# Point labeling samples
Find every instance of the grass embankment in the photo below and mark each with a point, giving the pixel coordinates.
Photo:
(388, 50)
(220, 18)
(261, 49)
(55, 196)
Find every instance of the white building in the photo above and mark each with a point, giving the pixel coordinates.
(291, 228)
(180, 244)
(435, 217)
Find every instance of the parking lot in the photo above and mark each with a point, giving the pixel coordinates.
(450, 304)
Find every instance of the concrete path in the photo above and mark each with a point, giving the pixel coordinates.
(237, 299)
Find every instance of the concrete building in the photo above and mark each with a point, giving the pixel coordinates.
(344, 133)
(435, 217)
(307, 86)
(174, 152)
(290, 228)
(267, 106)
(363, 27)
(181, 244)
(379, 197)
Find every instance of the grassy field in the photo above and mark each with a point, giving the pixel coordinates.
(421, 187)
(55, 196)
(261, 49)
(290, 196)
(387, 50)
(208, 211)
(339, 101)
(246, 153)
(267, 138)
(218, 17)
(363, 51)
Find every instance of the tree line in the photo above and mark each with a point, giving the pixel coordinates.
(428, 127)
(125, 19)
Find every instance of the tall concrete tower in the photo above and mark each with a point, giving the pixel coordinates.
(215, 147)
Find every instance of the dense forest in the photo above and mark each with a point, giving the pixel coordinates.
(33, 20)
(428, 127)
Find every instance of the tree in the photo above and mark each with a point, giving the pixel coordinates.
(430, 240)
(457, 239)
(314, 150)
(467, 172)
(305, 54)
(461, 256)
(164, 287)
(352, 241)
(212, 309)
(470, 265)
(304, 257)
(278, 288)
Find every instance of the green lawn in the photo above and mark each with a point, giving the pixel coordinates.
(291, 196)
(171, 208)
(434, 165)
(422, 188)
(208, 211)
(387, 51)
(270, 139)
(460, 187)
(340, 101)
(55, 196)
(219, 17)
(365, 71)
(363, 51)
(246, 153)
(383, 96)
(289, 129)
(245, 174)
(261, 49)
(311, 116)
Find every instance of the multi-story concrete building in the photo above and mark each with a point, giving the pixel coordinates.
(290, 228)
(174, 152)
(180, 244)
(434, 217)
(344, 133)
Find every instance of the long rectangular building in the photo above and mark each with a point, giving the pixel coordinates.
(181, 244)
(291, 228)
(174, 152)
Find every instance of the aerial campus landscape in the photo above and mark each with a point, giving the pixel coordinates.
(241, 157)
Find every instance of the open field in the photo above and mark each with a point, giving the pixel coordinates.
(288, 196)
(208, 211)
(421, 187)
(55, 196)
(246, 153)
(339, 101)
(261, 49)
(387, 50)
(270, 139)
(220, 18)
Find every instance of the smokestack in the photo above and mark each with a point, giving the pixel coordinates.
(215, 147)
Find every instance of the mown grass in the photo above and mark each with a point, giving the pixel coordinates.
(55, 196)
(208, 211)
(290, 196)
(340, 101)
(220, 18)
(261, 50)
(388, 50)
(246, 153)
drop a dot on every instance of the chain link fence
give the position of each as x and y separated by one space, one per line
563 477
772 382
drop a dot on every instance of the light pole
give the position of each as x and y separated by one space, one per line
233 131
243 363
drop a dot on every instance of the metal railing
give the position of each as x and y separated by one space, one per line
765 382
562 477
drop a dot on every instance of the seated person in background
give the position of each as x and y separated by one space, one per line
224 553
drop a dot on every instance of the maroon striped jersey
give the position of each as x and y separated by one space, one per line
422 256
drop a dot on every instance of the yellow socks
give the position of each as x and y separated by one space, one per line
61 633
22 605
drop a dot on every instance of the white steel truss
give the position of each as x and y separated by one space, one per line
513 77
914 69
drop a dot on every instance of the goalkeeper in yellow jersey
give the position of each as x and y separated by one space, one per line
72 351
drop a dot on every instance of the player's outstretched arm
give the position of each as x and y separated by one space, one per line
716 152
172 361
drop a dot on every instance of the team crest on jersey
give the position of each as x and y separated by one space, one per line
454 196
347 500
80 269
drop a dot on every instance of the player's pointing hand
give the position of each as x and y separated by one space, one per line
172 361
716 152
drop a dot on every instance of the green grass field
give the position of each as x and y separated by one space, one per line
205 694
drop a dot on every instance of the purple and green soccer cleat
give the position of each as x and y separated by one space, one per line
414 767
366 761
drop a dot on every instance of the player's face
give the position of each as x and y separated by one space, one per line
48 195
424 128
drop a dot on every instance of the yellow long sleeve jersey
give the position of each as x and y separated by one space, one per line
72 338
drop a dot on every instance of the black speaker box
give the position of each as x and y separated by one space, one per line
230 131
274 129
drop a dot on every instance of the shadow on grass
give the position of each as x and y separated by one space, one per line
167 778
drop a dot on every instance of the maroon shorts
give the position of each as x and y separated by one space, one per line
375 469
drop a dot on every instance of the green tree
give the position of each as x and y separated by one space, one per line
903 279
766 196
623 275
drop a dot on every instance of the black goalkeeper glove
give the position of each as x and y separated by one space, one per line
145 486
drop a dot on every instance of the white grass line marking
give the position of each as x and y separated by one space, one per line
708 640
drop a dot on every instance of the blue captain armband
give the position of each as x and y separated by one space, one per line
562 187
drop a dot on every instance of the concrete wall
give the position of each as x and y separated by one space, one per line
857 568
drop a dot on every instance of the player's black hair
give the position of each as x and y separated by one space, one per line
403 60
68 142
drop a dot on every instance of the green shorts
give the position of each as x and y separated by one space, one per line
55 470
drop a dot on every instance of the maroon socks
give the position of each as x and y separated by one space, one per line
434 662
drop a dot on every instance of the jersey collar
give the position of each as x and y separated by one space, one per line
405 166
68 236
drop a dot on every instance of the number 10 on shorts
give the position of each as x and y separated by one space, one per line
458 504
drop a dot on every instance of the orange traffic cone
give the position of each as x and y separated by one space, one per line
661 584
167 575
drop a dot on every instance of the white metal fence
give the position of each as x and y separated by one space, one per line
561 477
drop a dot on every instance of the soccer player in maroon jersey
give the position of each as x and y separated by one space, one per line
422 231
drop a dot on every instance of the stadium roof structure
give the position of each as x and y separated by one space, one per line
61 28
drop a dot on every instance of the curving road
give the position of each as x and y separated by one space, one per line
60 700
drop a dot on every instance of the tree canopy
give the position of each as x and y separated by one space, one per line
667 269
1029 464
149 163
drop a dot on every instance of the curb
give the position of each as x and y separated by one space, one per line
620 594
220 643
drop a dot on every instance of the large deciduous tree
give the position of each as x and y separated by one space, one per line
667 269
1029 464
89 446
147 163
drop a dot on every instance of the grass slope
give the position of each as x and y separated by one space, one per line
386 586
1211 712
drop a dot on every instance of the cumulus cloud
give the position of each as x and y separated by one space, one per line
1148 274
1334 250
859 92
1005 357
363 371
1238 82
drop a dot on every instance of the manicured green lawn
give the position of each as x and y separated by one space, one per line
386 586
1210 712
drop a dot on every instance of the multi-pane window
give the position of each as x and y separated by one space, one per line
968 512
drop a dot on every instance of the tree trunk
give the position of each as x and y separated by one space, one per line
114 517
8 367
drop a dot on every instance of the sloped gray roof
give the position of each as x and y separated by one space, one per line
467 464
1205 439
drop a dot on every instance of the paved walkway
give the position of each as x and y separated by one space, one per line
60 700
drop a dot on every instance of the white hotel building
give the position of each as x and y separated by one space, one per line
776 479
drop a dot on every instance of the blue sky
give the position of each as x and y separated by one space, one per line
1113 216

# Work required
Write out the lines of the material above without any changes, starting at the line that contains "drop a dot on every instance of the paved" and ending at the final line of the material.

# The result
drop a dot on every instance of the paved walkway
give the position of each as x and y separated by one space, one per line
60 700
drop a dot on every instance of the white hotel building
give the position of each as x and y separated by one space, one per line
776 479
drop a dot on every instance of the blue sky
give the position of each as x and y separated by one space, one per line
1113 216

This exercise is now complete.